[Belirtilen amaç A] Aşağıdaki listeyi ilk satırından başlayıp "[[[4,43],[4,42],[5,42],[5,32],[1,28],[1,24],[0,24],[0,43]]]" geçen satırda bitecek şekilde, o satır da dahil, olduğu gibi yaz. Resimleri cevaba alma.

[Gösterilen metin]
Bir yazımda bahsetmiştim dindarlık çeşitlerini. Kimin ne işine yarar bilmem ama etrafımızda olup bitene karşı daha duyarlı, daha farkındalıklı ve daha anlamlı tavırlar sergileyebiliriz belki de.
Çünkü kişisel gelişmişliğin, terbiyenin, eğitimin ikinci halkası toplumsal boyutta olanıdır. Bireyselcilik çoğu zaman ve birçok konuda bencilliği ortaya çıkarır ve insanı sosyal ortamın dışına atar. Bu durum, tercih edilen bir davranış değildir.
Bu bağlamda yeni bir gurubun analizini yapmak durumuna geldik.
Beyaz Dindarlar.
Din, fakirlere lazım olan bir ihtiyaçtır sözünü uzun yıllar ülkemizde belirli kalemlerin yazılarından ve konuşmalarından duyduk. Ülkemiz milli gelir düzeyini en azından 80 öncesine göre yükseltince toplumun mutlu azınlığının içerisine dindar kitleler de girmiş oldu.
Herkesin hakkıdır kimse bir şey diyemez dünyalıklarına. Ana kriterlerden birisi meşru yollardan helal bir kazanç olması konusudur.

[Belirtilen amaç B] Beyaz Dindarlar konulu metne göre şu ifadeler doğru mu: (i) Bireyselcilik çoğu zaman bencilliği ortaya çıkarır. (ii) Milli gelir 80 öncesine göre düşmüştür. (iii) Meşru yollardan helal kazanç ana kriterlerden biridir. Her biri için evet ya da hayır de ve bunu belirleyen sözleri metinden aynen alıntıla.

Dış hat etiketleme listesi
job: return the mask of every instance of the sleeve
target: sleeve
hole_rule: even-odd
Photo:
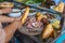
[[[4,43],[4,42],[5,42],[5,32],[1,28],[1,24],[0,24],[0,43]]]

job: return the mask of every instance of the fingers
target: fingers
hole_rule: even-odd
[[[22,24],[24,24],[27,19],[27,16],[29,14],[29,8],[26,8],[26,11],[24,12],[23,16],[22,16]]]
[[[6,8],[6,9],[1,9],[0,10],[0,14],[6,14],[6,13],[11,13],[12,9]]]
[[[12,23],[14,22],[13,17],[2,16],[0,15],[0,23]]]

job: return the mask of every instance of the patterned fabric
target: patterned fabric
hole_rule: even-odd
[[[2,29],[1,23],[0,23],[0,43],[4,43],[5,41],[5,32]]]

[Tam çözüm A]
job: return the mask of every instance of the sleeve
target: sleeve
hole_rule: even-odd
Photo:
[[[4,43],[4,42],[5,42],[5,32],[1,28],[1,24],[0,24],[0,43]]]

[Tam çözüm B]
(i) Evet: "Bireyselcilik çoğu zaman ve birçok konuda bencilliği ortaya çıkarır"
(ii) Hayır: "Ülkemiz milli gelir düzeyini en azından 80 öncesine göre yükseltince"
(iii) Evet: "Ana kriterlerden birisi meşru yollardan helal bir kazanç olması konusudur"